I've worked in the rental property business in various capacities for the past 20+ years. About 12 years ago I was the maintenance guy at 145 unit complex and became good friends with the resident managers there. This couple were artistic, talented and enthusiastic about every facet of the job, particularly when it came to holidays. Christmas was a light show. Halloween, however, was their forte'.

Every year they would ask me to save the cardboard appliance boxes that they would use to create a "hands-and-knees" maze in the model apartment. They would decorate and light the interior with all sorts of stuff: black light and fluorescent paint; 3D dioramas; strobe lights; small props and gags. The soundtrack was loud and they would even spritz a little fog inside it. The complex had a lot of children and it was always a hit with the kids and their parents.

Then there was Evelyn. She was a longtime resident at the complex. She was a fire and brimstone, bible thumping, evangelical missionary. Every October she would stand by our "haunted apartment maze" and try to hand out pamphlets on the evils of Halloween. And every October, the managers would chase her off. It was a hoot, but also a p.i.t.a. Now, a couple of things I haven't mentioned is that the managers were gay and most of the residents were Muslim. Halloween always seemed to be the tipping point with her. Some people just have an axe to grind.


----------



## Halloween Scream (Sep 29, 2010)

Such an interesting topic! I read through all of the posts. I'm sorry that some of you have to deal with vandals, or people making comments to your children. Those things should never be acceptable. My first Halloween hater came in the form of the extreme Christian mother of one of my 5th grade classmates. They had moved to the school in September, and the mom was on an instant crusade to ban the annual Halloween parade (where the kids march all around the school to show off costumes) and party. Eventually the school board caved in, and declared that the party would be re-done as a harvest festival, and the only acceptable costumes were "what do you want to be when you grow up" (i.e. you could come as a teacher, or a fireman). Even at a young age, I was sad and angry. I'd been going to that school for 6 years, it was MY school! How dare she! I decided to show her up and bend the system by keeping my already planned black cat costume. I told everyone that I wanted to be a Broadway dancer when I grew up (the musical CATS was running at the time), which if you knew me was absolutely hysterical because I didn't have a show tunes bone in my body, and had already made up my mind that I would be a scientist. The mom was livid and tried to get me sent home! But since my Halloween-loving parents were there for support, combined with the fact that I was the school president and general teacher-favorite, nobody gave in to her then. Several teachers told me afterwards that they were proud of me. I will pass this message to my own children some day, that sometimes it is worth standing up for something you love.


----------



## creeeepycathy (Jul 12, 2011)

Just a side note, to everyone in general, but nobody in particular. : Please do not confuse Christianity with posers/ extremists. 

Although I am Christian (...gasp..  who would've thunk it...), I can get a little riled up.....lol


----------



## HalloScream (Jul 31, 2011)

Thanks for the posts guys, especially yours Spats.

I worked with a lady who is a christian but enjoyed Halloween. She told how her and husband decorated their yard and gave out candy to the trick-or-treaters.
**********
Exercise requirements
(1) In the forum thread about Halloween, what costume did the fifth-grade poster keep for the school event?
(2) List everything the forum thread about Halloween says the resident managers used to decorate and light the inside of the cardboard maze.
(3) Summarize the forum thread about Halloween in two sentences.

Stored records
**********
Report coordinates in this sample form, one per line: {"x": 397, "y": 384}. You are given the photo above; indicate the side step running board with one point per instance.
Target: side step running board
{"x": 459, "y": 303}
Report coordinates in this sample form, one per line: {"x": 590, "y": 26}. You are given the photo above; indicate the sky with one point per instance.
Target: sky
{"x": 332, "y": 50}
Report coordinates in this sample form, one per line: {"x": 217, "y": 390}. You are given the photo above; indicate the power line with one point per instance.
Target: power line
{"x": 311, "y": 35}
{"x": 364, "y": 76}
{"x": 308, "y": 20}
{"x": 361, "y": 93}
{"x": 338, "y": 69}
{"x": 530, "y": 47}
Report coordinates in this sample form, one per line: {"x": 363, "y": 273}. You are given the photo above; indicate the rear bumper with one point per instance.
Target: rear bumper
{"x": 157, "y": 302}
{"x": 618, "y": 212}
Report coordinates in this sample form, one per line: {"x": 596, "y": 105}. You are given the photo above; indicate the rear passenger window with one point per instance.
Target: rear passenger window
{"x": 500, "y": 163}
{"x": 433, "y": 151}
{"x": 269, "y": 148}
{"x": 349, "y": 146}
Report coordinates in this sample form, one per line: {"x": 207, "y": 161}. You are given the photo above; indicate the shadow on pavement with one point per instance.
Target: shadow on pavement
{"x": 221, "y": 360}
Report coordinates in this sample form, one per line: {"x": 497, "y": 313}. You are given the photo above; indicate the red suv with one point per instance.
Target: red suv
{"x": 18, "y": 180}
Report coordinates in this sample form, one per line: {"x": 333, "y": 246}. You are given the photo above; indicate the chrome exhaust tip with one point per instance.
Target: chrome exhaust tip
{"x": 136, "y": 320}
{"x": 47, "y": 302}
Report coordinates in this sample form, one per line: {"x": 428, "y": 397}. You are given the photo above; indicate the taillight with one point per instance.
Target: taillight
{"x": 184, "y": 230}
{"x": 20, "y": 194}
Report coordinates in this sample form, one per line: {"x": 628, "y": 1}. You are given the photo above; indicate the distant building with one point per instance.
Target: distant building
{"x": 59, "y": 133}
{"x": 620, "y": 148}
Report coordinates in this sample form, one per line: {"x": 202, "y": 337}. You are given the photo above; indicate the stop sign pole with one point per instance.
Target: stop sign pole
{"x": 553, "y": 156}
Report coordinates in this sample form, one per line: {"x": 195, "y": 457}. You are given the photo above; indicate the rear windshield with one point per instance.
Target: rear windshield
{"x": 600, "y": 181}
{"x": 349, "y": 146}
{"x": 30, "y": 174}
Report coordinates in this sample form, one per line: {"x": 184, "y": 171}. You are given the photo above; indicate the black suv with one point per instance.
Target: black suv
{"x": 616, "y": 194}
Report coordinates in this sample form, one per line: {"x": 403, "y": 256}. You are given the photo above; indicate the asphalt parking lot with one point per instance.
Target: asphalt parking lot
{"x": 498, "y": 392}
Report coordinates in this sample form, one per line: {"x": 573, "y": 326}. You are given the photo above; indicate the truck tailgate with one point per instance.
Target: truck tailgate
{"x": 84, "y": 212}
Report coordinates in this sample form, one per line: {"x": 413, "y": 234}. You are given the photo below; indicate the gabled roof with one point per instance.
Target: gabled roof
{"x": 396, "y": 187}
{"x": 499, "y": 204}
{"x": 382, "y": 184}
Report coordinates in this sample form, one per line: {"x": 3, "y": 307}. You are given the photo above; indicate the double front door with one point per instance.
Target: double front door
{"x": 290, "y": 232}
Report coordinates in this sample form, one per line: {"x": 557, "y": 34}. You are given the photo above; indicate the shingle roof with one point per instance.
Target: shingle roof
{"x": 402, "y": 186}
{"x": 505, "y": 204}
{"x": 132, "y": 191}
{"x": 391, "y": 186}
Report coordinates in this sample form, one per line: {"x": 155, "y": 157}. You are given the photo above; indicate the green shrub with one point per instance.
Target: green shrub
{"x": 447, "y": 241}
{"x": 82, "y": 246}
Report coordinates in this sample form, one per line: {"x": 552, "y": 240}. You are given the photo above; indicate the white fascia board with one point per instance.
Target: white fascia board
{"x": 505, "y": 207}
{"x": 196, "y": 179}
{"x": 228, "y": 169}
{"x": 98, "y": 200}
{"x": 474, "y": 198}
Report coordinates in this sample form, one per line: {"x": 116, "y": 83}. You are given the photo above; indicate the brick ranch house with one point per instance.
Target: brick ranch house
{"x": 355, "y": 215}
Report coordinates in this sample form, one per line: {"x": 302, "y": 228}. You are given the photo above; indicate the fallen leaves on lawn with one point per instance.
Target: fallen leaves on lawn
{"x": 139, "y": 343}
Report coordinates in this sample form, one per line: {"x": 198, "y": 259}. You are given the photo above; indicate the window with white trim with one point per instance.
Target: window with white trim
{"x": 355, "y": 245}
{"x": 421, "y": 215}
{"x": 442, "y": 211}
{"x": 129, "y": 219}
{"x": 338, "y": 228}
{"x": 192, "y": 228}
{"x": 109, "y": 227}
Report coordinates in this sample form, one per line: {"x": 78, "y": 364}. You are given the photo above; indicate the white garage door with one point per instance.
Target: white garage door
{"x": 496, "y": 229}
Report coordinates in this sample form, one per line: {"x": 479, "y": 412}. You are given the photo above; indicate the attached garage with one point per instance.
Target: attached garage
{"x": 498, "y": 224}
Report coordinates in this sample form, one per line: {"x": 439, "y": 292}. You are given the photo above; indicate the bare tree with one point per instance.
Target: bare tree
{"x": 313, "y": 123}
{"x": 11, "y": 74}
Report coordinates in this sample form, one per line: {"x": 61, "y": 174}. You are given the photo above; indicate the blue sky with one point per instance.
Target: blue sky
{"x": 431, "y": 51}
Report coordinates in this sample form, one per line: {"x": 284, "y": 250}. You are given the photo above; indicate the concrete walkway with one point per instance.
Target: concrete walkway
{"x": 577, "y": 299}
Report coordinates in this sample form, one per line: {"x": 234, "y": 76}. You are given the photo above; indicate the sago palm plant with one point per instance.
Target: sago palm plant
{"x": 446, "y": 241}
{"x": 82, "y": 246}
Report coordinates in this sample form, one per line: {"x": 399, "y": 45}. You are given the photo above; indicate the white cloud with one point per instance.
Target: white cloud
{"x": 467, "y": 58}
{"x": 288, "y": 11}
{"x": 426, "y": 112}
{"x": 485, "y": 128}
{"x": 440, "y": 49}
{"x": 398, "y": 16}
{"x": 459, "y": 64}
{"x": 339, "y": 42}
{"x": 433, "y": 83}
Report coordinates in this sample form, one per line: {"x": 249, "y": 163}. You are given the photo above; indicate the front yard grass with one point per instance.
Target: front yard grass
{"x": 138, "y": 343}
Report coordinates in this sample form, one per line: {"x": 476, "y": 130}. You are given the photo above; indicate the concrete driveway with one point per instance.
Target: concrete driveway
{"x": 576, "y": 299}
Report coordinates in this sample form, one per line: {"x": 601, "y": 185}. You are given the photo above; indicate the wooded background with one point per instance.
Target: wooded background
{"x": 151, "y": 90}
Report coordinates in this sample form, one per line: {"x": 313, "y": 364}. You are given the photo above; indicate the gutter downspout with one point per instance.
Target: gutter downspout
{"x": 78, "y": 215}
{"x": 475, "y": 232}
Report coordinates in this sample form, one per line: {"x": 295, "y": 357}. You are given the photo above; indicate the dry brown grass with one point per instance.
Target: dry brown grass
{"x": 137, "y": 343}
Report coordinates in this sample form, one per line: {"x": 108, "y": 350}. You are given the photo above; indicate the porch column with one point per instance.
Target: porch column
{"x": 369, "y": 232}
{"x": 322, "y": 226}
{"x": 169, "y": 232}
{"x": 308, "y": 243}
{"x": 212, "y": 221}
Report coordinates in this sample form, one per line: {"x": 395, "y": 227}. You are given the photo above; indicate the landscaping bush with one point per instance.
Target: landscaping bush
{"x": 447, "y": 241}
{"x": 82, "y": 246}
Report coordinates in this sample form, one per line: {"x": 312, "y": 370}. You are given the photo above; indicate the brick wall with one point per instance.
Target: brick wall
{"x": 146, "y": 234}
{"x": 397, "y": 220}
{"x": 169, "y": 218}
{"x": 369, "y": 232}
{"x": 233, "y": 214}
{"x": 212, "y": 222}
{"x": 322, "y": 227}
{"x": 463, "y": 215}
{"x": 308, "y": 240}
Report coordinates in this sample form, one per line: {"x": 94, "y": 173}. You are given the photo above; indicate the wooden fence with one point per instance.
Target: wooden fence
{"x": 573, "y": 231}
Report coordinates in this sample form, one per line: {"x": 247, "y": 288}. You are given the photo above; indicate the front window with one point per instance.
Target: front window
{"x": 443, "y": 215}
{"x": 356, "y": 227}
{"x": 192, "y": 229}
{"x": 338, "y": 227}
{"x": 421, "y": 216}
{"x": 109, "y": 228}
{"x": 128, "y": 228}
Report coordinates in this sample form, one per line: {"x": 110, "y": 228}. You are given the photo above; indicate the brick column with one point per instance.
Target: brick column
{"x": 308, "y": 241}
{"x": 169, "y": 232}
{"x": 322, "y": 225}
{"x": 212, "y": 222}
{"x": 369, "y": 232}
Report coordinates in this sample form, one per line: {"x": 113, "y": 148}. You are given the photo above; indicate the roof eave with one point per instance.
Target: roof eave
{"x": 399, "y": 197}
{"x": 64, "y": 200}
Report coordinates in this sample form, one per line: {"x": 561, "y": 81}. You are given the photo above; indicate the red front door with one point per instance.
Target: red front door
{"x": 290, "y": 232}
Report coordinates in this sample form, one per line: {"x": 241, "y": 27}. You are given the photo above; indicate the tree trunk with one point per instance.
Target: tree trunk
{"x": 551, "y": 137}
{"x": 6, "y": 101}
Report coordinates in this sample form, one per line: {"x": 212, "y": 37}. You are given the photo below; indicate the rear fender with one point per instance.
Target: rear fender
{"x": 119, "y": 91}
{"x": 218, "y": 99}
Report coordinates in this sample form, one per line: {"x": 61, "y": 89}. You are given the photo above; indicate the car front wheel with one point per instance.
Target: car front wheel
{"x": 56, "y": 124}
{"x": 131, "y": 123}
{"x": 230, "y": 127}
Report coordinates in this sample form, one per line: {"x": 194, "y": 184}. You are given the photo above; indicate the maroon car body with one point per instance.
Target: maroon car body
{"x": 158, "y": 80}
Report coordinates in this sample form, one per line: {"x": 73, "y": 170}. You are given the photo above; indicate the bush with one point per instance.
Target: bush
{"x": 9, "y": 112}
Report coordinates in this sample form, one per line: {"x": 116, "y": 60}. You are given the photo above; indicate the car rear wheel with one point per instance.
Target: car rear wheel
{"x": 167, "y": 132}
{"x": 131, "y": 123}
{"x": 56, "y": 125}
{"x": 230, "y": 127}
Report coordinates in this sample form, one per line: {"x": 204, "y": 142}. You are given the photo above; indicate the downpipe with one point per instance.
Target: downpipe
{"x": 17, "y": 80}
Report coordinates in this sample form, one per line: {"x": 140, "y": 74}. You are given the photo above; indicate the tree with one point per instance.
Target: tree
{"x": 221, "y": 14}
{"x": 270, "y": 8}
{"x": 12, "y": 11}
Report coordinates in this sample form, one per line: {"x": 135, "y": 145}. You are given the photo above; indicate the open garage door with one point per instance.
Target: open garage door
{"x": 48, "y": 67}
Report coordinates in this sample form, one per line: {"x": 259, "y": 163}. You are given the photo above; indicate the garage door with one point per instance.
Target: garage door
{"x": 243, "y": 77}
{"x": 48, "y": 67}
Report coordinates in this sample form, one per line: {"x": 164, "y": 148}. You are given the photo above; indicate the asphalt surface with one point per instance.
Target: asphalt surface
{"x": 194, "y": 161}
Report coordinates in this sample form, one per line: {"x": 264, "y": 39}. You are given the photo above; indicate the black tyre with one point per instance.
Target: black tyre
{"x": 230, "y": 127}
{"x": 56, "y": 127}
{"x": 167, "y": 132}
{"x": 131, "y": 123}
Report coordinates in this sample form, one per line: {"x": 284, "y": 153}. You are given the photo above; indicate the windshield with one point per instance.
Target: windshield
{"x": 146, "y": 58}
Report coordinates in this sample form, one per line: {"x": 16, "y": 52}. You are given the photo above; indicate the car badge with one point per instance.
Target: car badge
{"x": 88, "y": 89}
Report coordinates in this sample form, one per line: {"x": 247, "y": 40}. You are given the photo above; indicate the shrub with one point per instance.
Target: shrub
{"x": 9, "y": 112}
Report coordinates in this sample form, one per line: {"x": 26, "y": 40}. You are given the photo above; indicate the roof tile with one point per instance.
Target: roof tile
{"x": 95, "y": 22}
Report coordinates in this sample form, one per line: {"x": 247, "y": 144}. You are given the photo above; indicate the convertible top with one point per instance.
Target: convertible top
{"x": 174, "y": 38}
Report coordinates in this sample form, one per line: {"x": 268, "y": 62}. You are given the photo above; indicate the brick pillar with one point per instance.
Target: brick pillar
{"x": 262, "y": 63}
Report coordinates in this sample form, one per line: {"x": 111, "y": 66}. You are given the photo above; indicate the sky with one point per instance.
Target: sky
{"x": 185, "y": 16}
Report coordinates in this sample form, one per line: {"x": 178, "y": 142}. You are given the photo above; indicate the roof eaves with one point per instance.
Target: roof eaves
**********
Solutions to the problems
(1) A black cat costume.

(2)
- Black light and fluorescent paint
- 3D dioramas
- Strobe lights
- Small props and gags

(3) Posters describe people who opposed Halloween: a longtime resident named Evelyn handed out pamphlets on the evils of Halloween beside an apartment complex's haunted maze, and a classmate's mother got a school to redo its Halloween party as a harvest festival. Other posters ask that Christianity not be confused with extremists, and one describes a Christian coworker who decorated her yard with her husband and gave out candy to trick-or-treaters.